◆ What to do
Give back only the lines from the one with "the dark stained" through the last line of the data, exactly as they appear.

┏━━

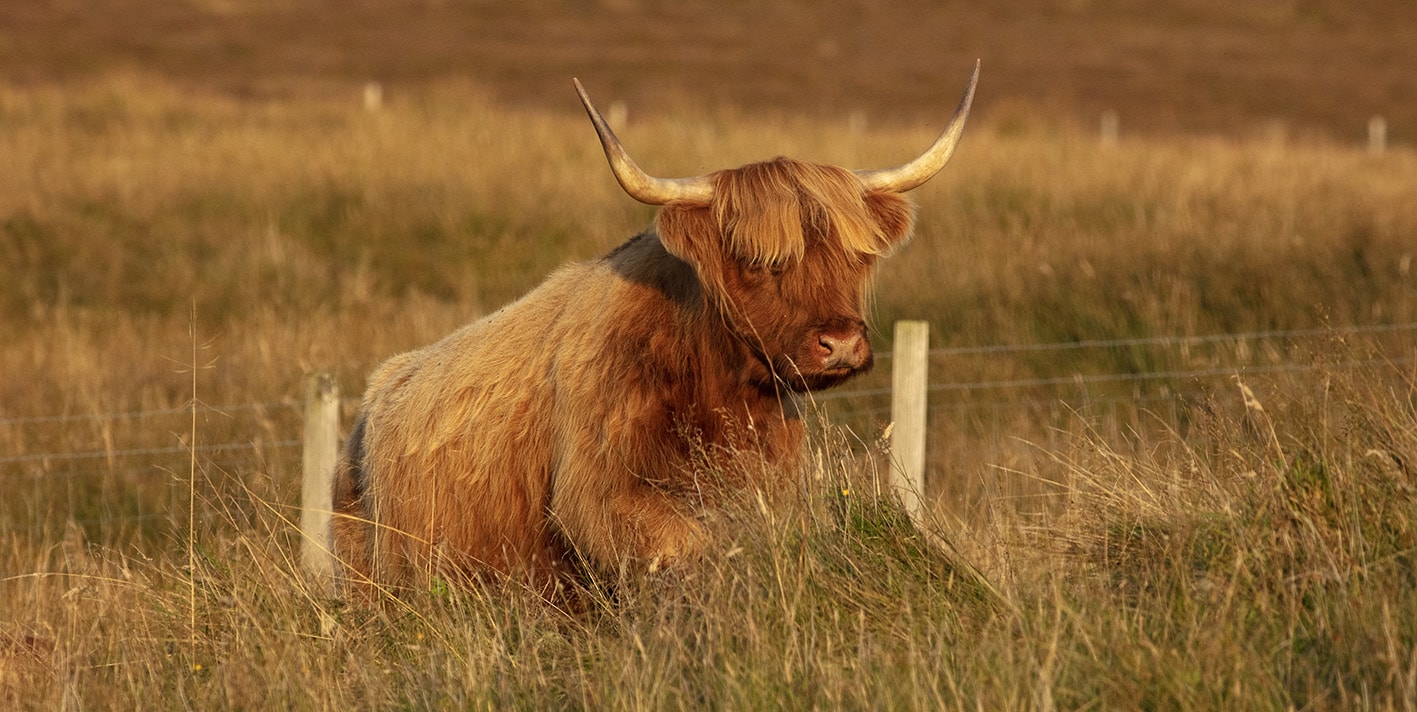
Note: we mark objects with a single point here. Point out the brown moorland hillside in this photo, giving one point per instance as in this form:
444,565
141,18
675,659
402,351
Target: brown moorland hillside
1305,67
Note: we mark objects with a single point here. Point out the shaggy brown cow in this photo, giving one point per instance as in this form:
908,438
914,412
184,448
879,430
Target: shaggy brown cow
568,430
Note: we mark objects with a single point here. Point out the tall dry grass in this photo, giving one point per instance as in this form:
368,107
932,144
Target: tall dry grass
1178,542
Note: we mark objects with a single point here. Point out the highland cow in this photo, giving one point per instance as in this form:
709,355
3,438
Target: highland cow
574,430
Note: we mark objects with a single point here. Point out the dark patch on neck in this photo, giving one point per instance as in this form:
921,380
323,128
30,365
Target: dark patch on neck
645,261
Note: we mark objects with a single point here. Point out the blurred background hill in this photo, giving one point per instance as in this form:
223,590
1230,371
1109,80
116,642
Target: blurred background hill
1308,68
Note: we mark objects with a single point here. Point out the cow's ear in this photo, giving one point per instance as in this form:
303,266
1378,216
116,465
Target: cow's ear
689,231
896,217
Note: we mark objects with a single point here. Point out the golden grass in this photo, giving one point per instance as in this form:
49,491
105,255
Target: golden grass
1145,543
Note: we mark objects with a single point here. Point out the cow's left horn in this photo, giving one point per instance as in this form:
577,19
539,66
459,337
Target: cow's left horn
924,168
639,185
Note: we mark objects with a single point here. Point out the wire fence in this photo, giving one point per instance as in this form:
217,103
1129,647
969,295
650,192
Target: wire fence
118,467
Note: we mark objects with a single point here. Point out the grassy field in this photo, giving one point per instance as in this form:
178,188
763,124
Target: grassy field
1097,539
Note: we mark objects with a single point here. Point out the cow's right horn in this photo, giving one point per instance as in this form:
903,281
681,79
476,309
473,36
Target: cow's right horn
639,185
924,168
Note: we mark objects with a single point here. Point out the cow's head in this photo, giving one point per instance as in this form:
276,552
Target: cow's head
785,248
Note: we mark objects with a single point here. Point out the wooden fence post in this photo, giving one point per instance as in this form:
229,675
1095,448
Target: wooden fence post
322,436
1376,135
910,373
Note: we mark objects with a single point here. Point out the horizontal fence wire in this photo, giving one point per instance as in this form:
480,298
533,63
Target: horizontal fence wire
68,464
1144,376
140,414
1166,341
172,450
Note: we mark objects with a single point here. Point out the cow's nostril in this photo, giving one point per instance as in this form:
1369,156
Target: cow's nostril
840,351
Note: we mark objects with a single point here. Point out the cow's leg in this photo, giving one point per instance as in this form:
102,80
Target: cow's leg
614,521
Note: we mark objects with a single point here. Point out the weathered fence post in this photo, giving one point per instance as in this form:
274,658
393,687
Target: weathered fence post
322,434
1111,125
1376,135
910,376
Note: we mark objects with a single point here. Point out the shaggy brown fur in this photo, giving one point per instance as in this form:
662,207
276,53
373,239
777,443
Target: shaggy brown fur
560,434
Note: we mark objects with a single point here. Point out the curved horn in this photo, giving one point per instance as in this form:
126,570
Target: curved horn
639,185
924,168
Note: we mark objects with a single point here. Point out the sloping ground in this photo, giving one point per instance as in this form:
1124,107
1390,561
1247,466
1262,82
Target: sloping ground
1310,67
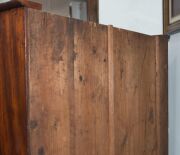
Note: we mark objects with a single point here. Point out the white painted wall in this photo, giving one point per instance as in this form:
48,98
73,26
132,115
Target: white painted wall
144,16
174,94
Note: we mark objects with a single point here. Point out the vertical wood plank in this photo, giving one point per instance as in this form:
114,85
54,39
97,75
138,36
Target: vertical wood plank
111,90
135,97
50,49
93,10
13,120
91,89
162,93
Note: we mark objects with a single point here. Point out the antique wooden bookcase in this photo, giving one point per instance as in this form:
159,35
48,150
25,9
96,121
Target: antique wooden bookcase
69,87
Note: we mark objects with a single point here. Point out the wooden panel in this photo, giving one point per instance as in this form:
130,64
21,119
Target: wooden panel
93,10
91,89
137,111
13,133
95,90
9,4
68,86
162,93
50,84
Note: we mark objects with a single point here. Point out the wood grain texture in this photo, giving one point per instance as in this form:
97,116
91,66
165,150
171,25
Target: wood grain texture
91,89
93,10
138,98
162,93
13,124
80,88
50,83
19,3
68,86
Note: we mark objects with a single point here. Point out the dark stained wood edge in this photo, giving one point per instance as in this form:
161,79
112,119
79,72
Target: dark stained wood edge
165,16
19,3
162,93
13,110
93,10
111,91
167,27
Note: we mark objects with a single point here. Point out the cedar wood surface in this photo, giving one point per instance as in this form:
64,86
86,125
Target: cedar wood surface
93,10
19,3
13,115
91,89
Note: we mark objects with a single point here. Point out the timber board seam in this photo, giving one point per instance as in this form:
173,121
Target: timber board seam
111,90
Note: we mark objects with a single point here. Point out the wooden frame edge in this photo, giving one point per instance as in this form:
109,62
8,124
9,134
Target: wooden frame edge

┗━━

◆ The solution
Note: we mark objects with a single point here. Point out the dark stained wood edge in this photo, giving one point per instance as in this form:
161,79
112,119
79,72
Target: dark stained wood edge
165,16
19,3
162,93
13,110
93,10
111,91
167,27
Note: we mark objects with a single point here. Point out the cedar wood surface in this photo, giving one point per instance as in this form:
64,86
86,125
Target: cedar wood surface
93,10
19,3
13,115
91,89
Note: we mark objects with a single point here. Point out the timber board seam in this photo, giving one point per instance as in this form:
173,121
Target: timber board seam
111,90
Note: we mark objects with a single point here. Point out the wooden frame edge in this photo, giving one point per instance as in this form:
109,62
8,124
9,134
Target: wooden frame edge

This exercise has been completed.